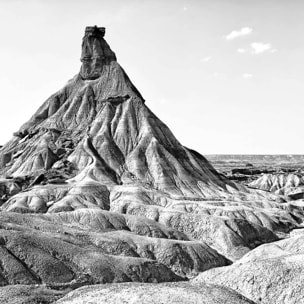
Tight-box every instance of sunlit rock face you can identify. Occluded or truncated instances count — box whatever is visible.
[80,26,116,80]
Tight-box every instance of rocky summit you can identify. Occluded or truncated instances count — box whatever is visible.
[0,26,304,304]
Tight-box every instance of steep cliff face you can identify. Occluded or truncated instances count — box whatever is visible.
[0,27,304,303]
[0,27,229,198]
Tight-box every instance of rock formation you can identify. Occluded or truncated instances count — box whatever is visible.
[0,26,304,303]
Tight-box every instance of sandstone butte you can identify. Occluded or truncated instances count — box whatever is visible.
[0,26,304,304]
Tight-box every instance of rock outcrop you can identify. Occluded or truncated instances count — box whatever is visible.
[0,26,304,303]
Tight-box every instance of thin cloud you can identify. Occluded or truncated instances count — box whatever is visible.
[225,27,252,40]
[242,73,253,79]
[237,49,246,54]
[250,42,277,54]
[200,56,212,62]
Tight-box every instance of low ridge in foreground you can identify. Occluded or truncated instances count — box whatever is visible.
[0,26,304,304]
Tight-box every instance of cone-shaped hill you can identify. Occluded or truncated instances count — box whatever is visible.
[1,27,233,198]
[0,26,303,303]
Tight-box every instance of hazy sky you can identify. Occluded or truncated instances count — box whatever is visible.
[0,0,304,154]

----------------------------------------

WHAT THE TASK REQUIRES: Swap "sandstone butte" for "sandstone mesa" in the listing, starting with the line that contains "Tight-box every instance of rock formation" and going on through the line that contains "[200,56,212,62]", and give only those lines with everything else unchanged.

RESULT BELOW:
Tight-box every instance of rock formation you can identify. Occluded or truncated instances count — box whatever is visible.
[0,26,304,303]
Tight-box every instance of sandstone mesa you can identify. Occluded or truncated instances count — box whatever is visible.
[0,26,304,304]
Tight-box every instance of rock outcrop you can identify. Occluded or truncated instances count — box whatever is visible.
[0,26,304,303]
Tight-box every instance of thin cloud you can identify. Occluded or truncated instances count — box whatever is visible.
[225,27,252,40]
[242,73,253,79]
[237,49,246,54]
[250,42,277,54]
[200,56,212,62]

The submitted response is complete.